- _Stored data entries_:
· · ·

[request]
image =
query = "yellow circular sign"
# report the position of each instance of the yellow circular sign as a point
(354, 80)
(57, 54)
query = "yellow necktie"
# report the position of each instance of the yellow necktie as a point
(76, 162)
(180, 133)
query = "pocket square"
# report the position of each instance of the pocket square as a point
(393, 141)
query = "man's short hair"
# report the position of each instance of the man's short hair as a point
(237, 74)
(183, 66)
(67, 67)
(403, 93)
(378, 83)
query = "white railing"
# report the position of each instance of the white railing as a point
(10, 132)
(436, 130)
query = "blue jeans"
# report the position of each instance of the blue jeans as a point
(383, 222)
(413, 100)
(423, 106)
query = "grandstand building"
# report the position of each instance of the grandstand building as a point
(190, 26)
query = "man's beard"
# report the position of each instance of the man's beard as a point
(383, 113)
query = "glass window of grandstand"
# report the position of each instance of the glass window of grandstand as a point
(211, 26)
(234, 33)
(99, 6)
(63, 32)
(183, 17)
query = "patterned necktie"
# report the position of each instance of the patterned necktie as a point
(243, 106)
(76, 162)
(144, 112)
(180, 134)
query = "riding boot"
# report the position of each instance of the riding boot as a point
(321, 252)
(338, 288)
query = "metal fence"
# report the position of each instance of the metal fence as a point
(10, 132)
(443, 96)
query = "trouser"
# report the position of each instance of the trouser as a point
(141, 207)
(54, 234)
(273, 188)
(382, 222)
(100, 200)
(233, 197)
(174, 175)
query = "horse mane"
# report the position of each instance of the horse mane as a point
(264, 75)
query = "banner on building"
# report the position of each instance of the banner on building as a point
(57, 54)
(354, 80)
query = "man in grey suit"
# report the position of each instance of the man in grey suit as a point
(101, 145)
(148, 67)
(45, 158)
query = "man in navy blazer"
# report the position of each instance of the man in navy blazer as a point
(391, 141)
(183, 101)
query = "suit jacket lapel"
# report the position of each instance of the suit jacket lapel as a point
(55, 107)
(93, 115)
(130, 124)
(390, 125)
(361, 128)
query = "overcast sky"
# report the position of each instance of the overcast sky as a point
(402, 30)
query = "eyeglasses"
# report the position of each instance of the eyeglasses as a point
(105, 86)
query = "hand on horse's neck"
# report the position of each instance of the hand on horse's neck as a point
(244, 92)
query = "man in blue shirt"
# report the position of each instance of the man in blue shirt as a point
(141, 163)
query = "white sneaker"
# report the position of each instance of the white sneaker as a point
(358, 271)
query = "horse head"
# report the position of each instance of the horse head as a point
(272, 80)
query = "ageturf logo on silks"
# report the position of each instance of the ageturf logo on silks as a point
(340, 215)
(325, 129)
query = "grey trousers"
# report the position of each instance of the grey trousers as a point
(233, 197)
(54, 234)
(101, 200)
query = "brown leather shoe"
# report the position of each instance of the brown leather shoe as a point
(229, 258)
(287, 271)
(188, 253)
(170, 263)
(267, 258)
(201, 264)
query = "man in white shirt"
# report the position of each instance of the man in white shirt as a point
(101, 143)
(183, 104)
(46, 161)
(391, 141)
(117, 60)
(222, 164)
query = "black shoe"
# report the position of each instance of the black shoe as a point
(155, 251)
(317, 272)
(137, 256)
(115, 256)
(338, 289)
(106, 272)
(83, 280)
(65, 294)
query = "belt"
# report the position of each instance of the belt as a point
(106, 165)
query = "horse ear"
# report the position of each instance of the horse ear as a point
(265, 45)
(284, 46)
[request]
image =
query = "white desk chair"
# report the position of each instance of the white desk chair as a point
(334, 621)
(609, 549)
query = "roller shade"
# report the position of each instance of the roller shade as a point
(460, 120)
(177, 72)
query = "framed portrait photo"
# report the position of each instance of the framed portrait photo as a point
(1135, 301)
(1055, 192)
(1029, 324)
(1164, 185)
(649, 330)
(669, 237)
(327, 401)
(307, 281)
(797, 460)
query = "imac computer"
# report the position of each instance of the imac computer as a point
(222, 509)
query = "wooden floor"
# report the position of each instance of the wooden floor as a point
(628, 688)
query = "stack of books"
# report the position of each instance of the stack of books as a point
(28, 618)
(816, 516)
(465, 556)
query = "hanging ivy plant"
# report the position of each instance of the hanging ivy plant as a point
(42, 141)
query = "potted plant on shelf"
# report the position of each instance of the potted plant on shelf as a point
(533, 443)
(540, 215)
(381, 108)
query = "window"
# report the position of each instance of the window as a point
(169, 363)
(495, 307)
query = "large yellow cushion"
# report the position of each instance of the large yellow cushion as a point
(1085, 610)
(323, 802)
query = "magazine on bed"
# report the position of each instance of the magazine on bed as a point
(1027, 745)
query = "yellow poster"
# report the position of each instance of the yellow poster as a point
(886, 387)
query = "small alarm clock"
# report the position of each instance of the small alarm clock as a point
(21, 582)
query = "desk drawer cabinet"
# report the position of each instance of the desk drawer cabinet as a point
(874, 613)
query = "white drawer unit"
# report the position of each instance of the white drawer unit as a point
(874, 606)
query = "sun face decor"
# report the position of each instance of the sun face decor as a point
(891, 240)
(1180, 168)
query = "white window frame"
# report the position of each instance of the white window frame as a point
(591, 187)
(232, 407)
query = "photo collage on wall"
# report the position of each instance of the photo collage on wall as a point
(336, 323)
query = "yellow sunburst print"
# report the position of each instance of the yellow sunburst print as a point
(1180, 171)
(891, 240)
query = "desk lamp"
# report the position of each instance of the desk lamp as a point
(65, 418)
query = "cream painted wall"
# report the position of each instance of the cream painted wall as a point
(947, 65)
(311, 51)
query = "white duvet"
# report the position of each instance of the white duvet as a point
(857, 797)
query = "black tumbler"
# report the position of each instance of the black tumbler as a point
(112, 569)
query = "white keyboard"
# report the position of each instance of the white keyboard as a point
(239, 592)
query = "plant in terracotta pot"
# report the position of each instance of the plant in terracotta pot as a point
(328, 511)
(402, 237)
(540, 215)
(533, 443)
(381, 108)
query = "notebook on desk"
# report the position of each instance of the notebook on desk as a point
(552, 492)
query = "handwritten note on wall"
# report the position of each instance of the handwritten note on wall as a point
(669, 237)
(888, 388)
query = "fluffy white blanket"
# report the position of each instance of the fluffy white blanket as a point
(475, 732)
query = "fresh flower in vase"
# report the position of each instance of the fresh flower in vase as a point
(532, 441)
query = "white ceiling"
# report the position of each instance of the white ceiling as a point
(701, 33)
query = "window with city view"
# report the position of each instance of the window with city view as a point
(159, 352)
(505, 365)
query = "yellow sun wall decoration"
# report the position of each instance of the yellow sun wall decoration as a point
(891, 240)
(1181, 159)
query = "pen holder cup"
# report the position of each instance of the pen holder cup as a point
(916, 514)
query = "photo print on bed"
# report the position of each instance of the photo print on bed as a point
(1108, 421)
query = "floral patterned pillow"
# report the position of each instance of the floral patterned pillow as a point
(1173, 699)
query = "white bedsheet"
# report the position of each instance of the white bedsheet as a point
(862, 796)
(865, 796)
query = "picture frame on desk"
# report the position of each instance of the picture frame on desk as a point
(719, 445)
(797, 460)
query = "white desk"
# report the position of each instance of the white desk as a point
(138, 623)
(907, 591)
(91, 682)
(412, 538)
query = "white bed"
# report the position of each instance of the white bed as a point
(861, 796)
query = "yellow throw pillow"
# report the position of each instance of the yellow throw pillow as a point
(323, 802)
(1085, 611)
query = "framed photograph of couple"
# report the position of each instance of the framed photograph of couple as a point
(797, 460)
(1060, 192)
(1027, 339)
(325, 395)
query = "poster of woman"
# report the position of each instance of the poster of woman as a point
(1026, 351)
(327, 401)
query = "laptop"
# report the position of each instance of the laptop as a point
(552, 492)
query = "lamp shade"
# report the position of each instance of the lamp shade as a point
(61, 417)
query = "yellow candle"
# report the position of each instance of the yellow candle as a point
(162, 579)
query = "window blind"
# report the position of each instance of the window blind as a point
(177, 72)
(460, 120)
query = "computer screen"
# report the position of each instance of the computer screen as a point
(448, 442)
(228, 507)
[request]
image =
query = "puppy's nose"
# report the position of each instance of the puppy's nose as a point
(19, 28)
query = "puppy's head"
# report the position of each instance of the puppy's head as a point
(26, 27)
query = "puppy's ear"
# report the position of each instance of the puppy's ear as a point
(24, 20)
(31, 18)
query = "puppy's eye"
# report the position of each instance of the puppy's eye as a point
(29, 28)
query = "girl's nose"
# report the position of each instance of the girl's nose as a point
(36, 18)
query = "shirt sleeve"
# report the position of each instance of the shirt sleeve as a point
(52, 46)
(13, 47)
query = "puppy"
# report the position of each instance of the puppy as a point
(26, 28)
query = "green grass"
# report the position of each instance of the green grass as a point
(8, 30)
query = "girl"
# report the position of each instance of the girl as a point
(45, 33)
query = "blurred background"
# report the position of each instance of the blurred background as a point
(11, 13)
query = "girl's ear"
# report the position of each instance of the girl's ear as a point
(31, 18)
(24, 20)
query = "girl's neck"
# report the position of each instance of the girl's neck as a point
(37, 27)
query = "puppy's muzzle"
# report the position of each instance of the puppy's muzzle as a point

· · ·

- _WHAT THE TASK ASKS_: Write out each line above that contains the word "muzzle".

- _RESPONSE TO THIS EXERCISE_:
query = "puppy's muzzle"
# report the position of each instance of the puppy's muzzle as a point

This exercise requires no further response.